→ **Source document**
%%
What is needed then is the construction of ‘Aboriginalities’ in actual dialogue between Aboriginal and non-Aboriginal people in order to effectively dissolve racist representations of Aboriginal people. This need is echoed in Faye Ginsberg’s (1994, 2002) call for the creation of a ‘new discursive space’ to situate Aboriginal media in Australia; as a ‘discourse’ between Aboriginal peoples and dominant societal forces. The particular meaning of discourse in this context is explained by Marcia Langton (1987, 36);
The term discourse is used...in the sense meant by Michel Foucault as a system of power. The subject speaks back, and the dominant culture is informed by Aboriginal cultural practices, particularly practices of resistance.
%%
→ **Requirement 1**
Decide whether each statement agrees with the passage on Aboriginal media, answering yes or no with the deciding words quoted from it: (a) Ginsberg calls for a new discursive space to situate Aboriginal media in Australia; (b) Langton uses "discourse" in the sense meant by Jacques Derrida; (c) the dominant culture is described as untouched by Aboriginal cultural practices.
The records come from a different source than the text above them.

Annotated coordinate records
%%
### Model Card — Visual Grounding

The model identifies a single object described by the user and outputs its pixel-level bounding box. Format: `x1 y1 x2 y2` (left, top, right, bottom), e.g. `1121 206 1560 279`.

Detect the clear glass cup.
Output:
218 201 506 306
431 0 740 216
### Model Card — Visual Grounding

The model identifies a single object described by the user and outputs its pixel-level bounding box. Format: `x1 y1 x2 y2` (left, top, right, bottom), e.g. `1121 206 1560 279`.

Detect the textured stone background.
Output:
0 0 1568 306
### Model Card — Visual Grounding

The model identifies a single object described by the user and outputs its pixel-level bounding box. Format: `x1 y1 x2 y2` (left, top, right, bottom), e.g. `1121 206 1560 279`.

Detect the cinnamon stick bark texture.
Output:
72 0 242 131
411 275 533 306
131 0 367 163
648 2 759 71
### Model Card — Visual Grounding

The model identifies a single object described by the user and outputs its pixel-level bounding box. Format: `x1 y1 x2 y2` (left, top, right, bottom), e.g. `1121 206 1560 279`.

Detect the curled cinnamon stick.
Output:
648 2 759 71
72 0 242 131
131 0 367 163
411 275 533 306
%%
→ **Requirement 2**
Select every line of the records that contains the string "Detect", with case counting.

→ **Worked solution 1**
(a) Yes: "call for the creation of a ‘new discursive space’ to situate Aboriginal media in Australia"
(b) No: "in the sense meant by Michel Foucault as a system of power"
(c) No: "the dominant culture is informed by Aboriginal cultural practices"

→ **Worked solution 2**
Detect the clear glass cup.
Detect the textured stone background.
Detect the cinnamon stick bark texture.
Detect the curled cinnamon stick.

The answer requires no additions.